TO DO>
Give back every entry, exactly as written.

Source records>
□ □ □ □ □

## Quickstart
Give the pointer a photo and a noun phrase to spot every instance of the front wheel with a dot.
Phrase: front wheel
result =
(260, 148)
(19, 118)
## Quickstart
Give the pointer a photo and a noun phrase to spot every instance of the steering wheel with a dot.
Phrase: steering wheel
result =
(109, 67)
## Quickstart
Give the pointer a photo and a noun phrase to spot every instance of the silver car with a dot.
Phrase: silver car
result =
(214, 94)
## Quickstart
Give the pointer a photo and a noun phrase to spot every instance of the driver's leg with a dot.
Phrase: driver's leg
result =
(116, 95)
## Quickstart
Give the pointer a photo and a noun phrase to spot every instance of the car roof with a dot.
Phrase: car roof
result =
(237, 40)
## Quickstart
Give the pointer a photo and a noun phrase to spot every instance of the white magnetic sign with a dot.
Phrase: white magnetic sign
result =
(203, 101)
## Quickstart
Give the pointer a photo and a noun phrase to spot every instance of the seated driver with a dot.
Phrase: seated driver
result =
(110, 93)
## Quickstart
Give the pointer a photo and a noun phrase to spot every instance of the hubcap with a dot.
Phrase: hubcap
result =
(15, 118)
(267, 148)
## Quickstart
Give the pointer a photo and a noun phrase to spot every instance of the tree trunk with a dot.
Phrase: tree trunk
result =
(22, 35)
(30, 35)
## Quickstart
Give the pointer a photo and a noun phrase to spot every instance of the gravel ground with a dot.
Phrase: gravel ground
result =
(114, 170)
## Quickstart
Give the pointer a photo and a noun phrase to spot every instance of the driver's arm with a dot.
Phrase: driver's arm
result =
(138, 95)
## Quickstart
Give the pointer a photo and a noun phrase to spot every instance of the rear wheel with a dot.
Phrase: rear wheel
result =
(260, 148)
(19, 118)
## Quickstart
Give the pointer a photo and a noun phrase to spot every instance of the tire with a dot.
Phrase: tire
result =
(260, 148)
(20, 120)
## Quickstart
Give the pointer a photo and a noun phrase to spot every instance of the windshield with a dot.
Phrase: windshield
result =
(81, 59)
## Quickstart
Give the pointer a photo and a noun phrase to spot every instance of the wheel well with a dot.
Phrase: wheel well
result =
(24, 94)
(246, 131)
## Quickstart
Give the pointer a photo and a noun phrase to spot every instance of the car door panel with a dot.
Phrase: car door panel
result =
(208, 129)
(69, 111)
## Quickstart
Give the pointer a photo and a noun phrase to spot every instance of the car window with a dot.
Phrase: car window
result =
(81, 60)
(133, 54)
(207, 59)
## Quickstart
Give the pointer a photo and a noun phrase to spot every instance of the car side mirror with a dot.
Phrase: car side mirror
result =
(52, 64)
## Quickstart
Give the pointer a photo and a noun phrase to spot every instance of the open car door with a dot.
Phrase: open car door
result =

□ □ □ □ □

WRITTEN REPLY>
## Quickstart
Give the pointer a photo and a noun phrase to spot every instance of the front wheel with a dot.
Phrase: front wheel
result =
(260, 148)
(19, 118)
## Quickstart
Give the pointer a photo and a noun phrase to spot every instance of the steering wheel with a dot.
Phrase: steering wheel
result =
(109, 67)
## Quickstart
Give the pointer a photo and a noun phrase to spot every instance of the silver car with a dot.
Phrase: silver car
result =
(214, 94)
## Quickstart
Give the pointer a photo and a noun phrase to spot every instance of the driver's leg with a dot.
Phrase: driver's leg
result =
(116, 95)
## Quickstart
Give the pointer a photo and a noun phrase to spot every instance of the car roof with a dot.
Phrase: car roof
result =
(237, 40)
## Quickstart
Give the pointer a photo and a noun phrase to spot every instance of the white magnetic sign with a dot.
Phrase: white magnetic sign
result =
(203, 101)
## Quickstart
Give the pointer a photo and a noun phrase to spot every instance of the seated driver with a dot.
Phrase: seated driver
result =
(110, 93)
## Quickstart
Give the pointer a photo and a noun phrase to spot every instance of the hubcap with a dot.
Phrase: hubcap
result =
(15, 118)
(267, 148)
## Quickstart
Give the pointer a photo and a noun phrase to spot every instance of the tree trunk with a dot.
Phrase: tree trunk
result =
(22, 35)
(30, 35)
## Quickstart
Give the pointer a photo and a noun phrase to spot every instance of the gravel ground with a dot.
Phrase: gravel ground
result =
(114, 170)
## Quickstart
Give the pointer a photo and a noun phrase to spot every instance of the driver's arm with a dot.
Phrase: driver's arm
result =
(138, 95)
## Quickstart
Give the pointer a photo and a noun phrase to spot every instance of the rear wheel with a dot.
Phrase: rear wheel
result =
(260, 148)
(19, 118)
## Quickstart
Give the pointer a photo and a noun phrase to spot every instance of the tire with a dot.
Phrase: tire
result =
(260, 148)
(20, 120)
## Quickstart
Give the pointer a photo and a noun phrase to spot every instance of the windshield with a dot.
Phrase: windshield
result =
(81, 59)
## Quickstart
Give the pointer a photo and a noun phrase to spot every instance of the wheel well with a dot.
Phrase: wheel well
result =
(24, 94)
(246, 131)
## Quickstart
Give the pointer a photo and a noun phrase to spot every instance of the car door panel with a dot.
Phrase: car door panel
result =
(208, 129)
(69, 111)
## Quickstart
Give the pointer a photo and a noun phrase to spot every instance of the car window with a dot.
Phrase: car window
result =
(81, 60)
(133, 54)
(207, 59)
## Quickstart
Give the pointer a photo and a noun phrase to spot every instance of the car side mirror with a dot.
Phrase: car side mirror
result =
(52, 64)
## Quickstart
Give the pointer a photo and a noun phrase to spot every instance of the open car door with a dot.
Phrase: open car door
result =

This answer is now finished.